▶ _Travail demandé_: Recopiez sans rien changer le passage de l'extrait ci-dessous situé entre « Face à la menace » et « ses dépenses sociales. », ces deux bornes comprises.

== Extrait ==

Face à la menace russe, la France est obligée d’augmenter ses dépenses militaires. Pour les financer, et faute de moyens, elle doit réduire ses dépenses sociales.
Tandis que nos parlementaires déposent des propositions de loi sur la « discrimination capillaire » ou les « pigeonniers contraceptifs », un dictateur à 3.000 kilomètres de Paris envahit l’Ukraine et menace à répétition d’user de l’arme nucléaire. Alors qu’Emmanuel Macron donne le 14 février au Financial Times un entretien dans lequel il estime que les règles de la zone euro qui limitent le déficit public d’un pays à 3 % du PIB sont « caduques », la Cour des comptes tire une nouvelle fois le signal d’alarme au sujet de nos comptes publics et elle appelle à un redressement urgent. Ajoutons qu’il ne se passe quasiment pas un jour sans qu’un fait divers ne mette en cause un clandestin ou une personne sous OQTF. Quant à l’alerte aux attentats terroristes, c’est l’état maximal qui devient aujourd’hui la norme. Le prétendu « sentiment » d’insécurité laisse place à une insécurité grandissante. Or, un État qui ne garantit plus la sécurité à ses administrés perd sa raison d’être, autrement dit sa légitimité.
Contrairement aux apparences, tous ces éléments sont liés. Notre État providence, le plus complet de l’univers, croûle sous les déficits. Il intervient tous azimuts sans pour autant freiner la dégradation de la qualité des services publics, cruellement ressentie par les citoyens. Une partie de notre classe politique se réfugie dans le déni en réclamant plus d’argent pour ce qui ne fonctionne pas ; une autre se contente de vagues déclarations tout en étant incapable de concevoir le « comment » des réformes.

===
== Matériel fourni ==

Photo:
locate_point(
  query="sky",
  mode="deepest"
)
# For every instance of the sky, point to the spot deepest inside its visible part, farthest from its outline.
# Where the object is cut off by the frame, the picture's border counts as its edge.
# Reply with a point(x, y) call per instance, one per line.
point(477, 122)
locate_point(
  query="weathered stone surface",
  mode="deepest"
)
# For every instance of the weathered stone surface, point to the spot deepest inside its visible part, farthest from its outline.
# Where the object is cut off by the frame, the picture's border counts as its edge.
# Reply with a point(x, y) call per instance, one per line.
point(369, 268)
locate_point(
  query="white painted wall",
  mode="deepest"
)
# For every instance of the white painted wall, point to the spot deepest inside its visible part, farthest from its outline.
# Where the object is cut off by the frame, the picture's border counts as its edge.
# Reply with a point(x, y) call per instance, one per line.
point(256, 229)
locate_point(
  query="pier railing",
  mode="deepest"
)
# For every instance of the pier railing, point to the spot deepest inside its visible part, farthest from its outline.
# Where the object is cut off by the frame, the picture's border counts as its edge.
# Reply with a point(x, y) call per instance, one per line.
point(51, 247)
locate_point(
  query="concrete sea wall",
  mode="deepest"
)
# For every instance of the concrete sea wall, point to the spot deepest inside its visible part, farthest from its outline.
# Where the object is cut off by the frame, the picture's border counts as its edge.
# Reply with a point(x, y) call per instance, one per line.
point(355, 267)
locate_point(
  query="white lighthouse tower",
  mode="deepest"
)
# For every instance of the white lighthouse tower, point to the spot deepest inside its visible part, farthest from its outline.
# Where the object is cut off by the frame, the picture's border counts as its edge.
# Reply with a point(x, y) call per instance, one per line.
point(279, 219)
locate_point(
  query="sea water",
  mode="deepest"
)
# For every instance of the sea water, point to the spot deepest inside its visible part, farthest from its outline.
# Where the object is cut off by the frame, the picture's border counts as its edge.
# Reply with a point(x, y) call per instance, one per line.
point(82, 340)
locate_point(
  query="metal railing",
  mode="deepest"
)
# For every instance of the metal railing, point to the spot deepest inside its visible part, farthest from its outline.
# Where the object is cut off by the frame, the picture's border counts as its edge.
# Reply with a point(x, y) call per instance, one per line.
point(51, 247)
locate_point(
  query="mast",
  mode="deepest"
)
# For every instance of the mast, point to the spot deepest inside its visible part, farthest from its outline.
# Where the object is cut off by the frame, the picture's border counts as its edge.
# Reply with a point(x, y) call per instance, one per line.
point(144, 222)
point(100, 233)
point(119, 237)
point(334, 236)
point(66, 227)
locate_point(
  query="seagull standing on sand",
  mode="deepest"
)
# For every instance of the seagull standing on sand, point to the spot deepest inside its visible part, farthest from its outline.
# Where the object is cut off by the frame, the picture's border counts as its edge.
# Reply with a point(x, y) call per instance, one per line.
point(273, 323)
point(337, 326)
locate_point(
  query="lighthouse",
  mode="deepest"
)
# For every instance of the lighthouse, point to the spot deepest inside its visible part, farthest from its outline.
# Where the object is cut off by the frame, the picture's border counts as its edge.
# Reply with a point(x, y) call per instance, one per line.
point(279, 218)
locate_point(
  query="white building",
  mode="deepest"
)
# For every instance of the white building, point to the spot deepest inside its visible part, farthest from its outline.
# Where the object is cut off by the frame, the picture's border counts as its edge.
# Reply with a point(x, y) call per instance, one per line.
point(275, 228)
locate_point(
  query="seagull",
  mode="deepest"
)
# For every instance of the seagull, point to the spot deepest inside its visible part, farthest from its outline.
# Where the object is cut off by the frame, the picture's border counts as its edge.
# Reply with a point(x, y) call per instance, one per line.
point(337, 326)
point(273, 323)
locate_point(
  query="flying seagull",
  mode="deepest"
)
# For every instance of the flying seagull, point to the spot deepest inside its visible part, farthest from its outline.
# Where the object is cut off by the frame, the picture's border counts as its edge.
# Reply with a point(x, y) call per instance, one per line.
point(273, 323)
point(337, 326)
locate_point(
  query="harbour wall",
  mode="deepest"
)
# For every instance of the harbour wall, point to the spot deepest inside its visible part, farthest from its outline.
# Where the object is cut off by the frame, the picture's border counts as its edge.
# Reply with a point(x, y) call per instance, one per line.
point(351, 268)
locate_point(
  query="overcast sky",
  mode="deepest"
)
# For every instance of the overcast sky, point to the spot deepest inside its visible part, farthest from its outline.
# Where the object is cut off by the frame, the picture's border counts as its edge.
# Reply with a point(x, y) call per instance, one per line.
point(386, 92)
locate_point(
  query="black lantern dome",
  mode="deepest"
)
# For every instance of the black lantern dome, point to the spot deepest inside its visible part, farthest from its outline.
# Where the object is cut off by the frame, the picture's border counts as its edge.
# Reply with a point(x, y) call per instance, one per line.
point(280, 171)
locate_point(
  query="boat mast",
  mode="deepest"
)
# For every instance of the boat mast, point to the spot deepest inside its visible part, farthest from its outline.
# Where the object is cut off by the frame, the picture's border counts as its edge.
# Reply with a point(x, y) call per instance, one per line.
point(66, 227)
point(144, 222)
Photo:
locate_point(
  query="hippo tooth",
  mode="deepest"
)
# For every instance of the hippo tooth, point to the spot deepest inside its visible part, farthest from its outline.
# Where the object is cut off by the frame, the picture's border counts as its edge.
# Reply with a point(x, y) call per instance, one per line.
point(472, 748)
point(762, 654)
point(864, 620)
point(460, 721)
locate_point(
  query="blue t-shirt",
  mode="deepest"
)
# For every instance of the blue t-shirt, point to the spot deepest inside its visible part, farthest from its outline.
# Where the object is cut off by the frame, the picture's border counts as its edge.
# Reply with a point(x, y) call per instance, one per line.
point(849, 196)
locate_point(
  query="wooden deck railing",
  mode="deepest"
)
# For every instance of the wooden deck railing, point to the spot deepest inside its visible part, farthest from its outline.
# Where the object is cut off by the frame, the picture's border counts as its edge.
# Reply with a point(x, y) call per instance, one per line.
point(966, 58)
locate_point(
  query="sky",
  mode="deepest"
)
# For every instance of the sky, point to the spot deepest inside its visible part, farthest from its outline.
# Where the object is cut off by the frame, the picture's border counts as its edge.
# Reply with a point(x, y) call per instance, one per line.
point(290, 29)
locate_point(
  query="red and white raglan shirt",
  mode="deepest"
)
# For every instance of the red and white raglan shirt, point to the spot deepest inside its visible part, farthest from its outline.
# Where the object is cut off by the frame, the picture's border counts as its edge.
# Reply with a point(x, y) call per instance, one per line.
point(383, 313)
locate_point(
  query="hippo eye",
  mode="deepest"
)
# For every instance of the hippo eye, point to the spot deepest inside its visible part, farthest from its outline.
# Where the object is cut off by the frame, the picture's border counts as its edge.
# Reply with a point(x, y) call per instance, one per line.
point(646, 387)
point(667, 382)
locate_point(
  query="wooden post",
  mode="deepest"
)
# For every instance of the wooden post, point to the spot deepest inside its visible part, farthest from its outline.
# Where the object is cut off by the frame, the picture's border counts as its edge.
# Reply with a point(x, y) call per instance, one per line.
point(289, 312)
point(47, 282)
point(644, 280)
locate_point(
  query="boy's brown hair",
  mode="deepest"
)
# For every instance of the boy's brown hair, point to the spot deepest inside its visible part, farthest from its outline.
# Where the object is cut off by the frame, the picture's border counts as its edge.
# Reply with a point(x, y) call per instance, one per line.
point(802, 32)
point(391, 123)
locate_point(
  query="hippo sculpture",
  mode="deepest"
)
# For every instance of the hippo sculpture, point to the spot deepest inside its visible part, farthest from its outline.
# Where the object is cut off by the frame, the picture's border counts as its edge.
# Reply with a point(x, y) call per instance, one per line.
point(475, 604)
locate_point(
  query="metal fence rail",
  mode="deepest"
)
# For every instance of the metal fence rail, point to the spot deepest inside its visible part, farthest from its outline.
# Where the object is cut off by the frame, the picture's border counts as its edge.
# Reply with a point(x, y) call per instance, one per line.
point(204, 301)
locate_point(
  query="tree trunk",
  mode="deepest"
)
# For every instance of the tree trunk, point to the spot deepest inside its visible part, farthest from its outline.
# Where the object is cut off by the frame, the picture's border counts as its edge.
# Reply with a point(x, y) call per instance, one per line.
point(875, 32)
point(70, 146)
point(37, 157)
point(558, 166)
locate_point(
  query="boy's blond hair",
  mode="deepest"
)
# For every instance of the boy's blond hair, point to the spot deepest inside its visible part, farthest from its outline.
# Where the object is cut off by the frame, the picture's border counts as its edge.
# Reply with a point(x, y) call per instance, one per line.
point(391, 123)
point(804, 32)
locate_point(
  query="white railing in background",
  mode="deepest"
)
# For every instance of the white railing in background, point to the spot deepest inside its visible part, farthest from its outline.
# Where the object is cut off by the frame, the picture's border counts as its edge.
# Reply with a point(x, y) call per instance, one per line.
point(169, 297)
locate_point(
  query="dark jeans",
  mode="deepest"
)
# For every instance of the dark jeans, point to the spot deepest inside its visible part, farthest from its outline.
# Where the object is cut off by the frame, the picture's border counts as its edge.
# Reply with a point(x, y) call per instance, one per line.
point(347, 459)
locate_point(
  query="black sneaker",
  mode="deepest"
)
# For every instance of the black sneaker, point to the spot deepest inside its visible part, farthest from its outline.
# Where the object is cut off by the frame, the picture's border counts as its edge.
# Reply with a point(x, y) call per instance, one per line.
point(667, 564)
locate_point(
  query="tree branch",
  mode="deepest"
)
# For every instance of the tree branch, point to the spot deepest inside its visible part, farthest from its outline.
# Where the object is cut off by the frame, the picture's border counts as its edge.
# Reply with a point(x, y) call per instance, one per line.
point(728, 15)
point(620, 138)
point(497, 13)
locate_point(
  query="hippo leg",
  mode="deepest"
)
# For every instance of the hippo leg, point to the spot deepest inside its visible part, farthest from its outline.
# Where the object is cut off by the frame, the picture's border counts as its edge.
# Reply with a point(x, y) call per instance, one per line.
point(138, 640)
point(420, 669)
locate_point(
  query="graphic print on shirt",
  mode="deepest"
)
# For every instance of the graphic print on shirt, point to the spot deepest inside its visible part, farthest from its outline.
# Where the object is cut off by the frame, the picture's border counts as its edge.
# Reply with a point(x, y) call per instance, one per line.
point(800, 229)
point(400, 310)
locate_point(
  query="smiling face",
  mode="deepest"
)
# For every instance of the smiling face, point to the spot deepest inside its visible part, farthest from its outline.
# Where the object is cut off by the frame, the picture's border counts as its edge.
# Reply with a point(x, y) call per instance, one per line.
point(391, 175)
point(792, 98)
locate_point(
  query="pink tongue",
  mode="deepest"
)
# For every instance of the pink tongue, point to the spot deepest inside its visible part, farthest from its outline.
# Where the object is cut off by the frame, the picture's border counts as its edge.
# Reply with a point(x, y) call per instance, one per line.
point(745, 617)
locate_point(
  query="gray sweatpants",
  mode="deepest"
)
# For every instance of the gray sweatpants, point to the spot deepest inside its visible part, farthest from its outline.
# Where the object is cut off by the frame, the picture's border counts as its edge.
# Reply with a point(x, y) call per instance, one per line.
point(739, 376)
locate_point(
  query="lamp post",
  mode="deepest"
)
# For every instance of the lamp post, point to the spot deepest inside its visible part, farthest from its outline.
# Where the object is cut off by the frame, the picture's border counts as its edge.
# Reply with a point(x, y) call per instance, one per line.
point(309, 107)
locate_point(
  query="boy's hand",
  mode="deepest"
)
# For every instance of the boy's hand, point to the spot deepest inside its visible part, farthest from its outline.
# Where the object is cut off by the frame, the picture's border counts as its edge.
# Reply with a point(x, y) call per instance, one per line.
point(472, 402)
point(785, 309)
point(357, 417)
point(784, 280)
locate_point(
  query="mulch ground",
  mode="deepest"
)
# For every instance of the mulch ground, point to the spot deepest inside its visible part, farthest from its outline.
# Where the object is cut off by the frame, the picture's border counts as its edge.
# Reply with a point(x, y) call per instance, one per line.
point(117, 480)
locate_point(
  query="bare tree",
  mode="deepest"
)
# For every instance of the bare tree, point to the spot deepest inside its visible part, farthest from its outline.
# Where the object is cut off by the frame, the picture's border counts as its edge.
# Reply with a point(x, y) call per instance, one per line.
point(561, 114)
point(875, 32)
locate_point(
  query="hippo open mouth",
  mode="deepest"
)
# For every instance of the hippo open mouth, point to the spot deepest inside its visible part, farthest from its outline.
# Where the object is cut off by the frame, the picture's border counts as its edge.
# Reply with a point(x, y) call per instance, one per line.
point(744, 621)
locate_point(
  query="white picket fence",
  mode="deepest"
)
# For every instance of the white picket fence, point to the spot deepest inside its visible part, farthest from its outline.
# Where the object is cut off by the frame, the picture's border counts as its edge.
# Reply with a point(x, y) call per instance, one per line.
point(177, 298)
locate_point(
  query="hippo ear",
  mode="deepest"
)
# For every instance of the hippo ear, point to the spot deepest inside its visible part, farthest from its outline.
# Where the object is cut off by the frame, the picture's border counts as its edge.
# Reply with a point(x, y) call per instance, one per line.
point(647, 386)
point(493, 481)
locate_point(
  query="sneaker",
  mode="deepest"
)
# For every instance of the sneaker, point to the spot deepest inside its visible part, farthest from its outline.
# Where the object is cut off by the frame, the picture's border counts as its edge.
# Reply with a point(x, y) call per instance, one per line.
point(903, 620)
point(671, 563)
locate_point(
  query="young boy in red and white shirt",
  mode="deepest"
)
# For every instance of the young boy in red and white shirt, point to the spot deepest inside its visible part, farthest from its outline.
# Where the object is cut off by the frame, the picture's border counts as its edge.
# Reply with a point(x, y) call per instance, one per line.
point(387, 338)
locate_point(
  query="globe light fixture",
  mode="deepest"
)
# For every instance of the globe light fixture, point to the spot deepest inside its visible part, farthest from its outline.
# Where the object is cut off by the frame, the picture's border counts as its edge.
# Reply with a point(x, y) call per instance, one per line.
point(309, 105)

===

▶ _Réponse rédigée_:
Face à la menace russe, la France est obligée d’augmenter ses dépenses militaires. Pour les financer, et faute de moyens, elle doit réduire ses dépenses sociales.